- [Task item] The reply must repeat the listing below exactly and carry none of its pictures.

- [Records to process]
——
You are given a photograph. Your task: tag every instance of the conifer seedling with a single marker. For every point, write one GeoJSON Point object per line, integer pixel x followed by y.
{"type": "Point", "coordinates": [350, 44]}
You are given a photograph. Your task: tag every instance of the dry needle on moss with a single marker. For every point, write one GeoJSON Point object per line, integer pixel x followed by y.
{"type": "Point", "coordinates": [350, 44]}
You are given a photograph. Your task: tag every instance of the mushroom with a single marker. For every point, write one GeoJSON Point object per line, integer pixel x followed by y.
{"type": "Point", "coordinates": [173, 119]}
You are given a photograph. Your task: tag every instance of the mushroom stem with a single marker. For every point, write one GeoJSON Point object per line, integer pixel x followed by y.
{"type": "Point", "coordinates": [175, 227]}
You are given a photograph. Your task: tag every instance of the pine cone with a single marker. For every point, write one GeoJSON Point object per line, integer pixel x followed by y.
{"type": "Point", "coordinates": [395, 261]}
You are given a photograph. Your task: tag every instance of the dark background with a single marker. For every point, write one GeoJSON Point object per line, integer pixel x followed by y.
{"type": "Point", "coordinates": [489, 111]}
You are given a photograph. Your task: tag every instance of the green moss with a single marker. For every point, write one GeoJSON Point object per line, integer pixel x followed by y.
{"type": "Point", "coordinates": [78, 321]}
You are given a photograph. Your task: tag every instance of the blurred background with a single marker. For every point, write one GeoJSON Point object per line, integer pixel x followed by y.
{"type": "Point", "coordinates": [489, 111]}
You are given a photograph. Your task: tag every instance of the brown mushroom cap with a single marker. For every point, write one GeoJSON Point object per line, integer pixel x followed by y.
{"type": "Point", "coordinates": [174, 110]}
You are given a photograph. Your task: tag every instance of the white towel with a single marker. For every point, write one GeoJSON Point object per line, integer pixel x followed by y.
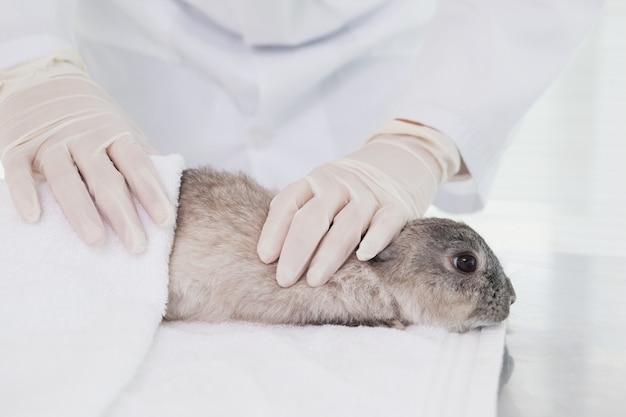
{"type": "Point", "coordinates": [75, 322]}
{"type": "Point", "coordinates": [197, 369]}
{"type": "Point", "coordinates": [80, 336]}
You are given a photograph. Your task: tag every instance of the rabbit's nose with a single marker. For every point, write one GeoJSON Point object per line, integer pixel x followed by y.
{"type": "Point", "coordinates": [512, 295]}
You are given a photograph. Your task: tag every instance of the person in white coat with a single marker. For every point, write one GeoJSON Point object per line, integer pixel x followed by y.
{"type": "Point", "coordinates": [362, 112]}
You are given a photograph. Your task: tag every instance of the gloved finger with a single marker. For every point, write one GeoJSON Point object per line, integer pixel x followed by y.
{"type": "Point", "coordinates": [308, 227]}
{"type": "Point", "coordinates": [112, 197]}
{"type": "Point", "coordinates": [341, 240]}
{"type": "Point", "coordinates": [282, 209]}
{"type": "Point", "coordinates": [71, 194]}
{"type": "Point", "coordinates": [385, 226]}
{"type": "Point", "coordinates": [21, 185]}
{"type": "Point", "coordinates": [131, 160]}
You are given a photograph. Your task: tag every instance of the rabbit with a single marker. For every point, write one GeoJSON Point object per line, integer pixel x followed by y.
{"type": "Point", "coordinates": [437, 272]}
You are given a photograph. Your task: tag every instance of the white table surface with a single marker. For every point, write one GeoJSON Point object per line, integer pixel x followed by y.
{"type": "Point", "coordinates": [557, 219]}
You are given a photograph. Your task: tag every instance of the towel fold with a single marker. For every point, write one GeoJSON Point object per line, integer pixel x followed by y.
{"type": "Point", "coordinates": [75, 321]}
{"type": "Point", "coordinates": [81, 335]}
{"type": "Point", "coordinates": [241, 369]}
——
- [Answer section]
You are given a photograph. Your task: tag every instance of the conifer seedling with a single marker. For every point, write one GeoJSON Point object per line, integer pixel x followed by y.
{"type": "Point", "coordinates": [350, 44]}
You are given a photograph. Your task: tag every instance of the dry needle on moss with a single marker. For every point, write one GeoJSON Point object per line, integer pixel x followed by y.
{"type": "Point", "coordinates": [350, 44]}
You are given a photograph. Your task: tag every instance of the mushroom with a single marker. For every point, write one GeoJSON Point object per line, integer pixel x followed by y.
{"type": "Point", "coordinates": [173, 119]}
You are given a photograph. Your task: tag every instance of the mushroom stem with a single marker. For every point, write one GeoJSON Point object per line, integer pixel x followed by y.
{"type": "Point", "coordinates": [175, 227]}
You are given a photograph. Your task: tag every instance of the pine cone with a single marker. For every point, write one GeoJSON Point object per line, integer pixel x followed by y.
{"type": "Point", "coordinates": [395, 261]}
You are given a photograph. Your task: tag every instance of the dark background with a single marker. For every point, write one GeoJSON Point object per line, integer pixel x followed by y.
{"type": "Point", "coordinates": [489, 111]}
You are given a photograph. Your task: tag every instance of the green moss with a single marker. For every point, write one GeoJSON Point object per line, integer pixel x followed by y.
{"type": "Point", "coordinates": [78, 321]}
You are given a photograph. Your task: tag every instance of the blurred background with a single marker. For every point, write one GeoJSON Point object per line, integer pixel x followed by y.
{"type": "Point", "coordinates": [489, 111]}
You are given a photograph. Your task: tag every instance of the brown mushroom cap with a single marker. For every point, write one GeoJSON Point object per line, integer pixel x followed by y.
{"type": "Point", "coordinates": [174, 110]}
You are given a photograph. Your task: tag every instance of the white towel with a single marker. For every point, write one GeoJSON Point object per line, integer pixel x followed by y.
{"type": "Point", "coordinates": [75, 322]}
{"type": "Point", "coordinates": [197, 369]}
{"type": "Point", "coordinates": [80, 336]}
You are given a photograph. Your task: tag every instance of the rabbit's nose with a single marker. For every point, write one GeoJSON Point object per line, integer pixel x followed by y.
{"type": "Point", "coordinates": [512, 295]}
You are given a photograph. Your task: tag every instance of the person in white coat with a single marker. For every point, write one GeoJSON Point object per line, integer pixel x followed by y.
{"type": "Point", "coordinates": [362, 112]}
You are given a photograph. Your task: tag every instance of the gloved finger with a single marker. For every point, write one GeoJSON Point object per line, integer pixel x followed by y.
{"type": "Point", "coordinates": [308, 227]}
{"type": "Point", "coordinates": [112, 197]}
{"type": "Point", "coordinates": [341, 240]}
{"type": "Point", "coordinates": [282, 209]}
{"type": "Point", "coordinates": [71, 194]}
{"type": "Point", "coordinates": [385, 226]}
{"type": "Point", "coordinates": [21, 185]}
{"type": "Point", "coordinates": [131, 160]}
You are given a photograph. Your task: tag every instance of the rabbit with a single marker. For every point, write one GeoJSON Point object per line, integer pixel x followed by y.
{"type": "Point", "coordinates": [437, 272]}
You are given a photograph. Your task: tag every instance of the white table surface with a single marker. For every point, write one GeoJSON Point object per line, integer pixel x followed by y.
{"type": "Point", "coordinates": [557, 219]}
You are given a photograph. Your task: tag every instance of the towel fold with a single marker. For every point, write one GeoJSON Point object per line, integer pixel x followed by y.
{"type": "Point", "coordinates": [75, 321]}
{"type": "Point", "coordinates": [81, 335]}
{"type": "Point", "coordinates": [241, 369]}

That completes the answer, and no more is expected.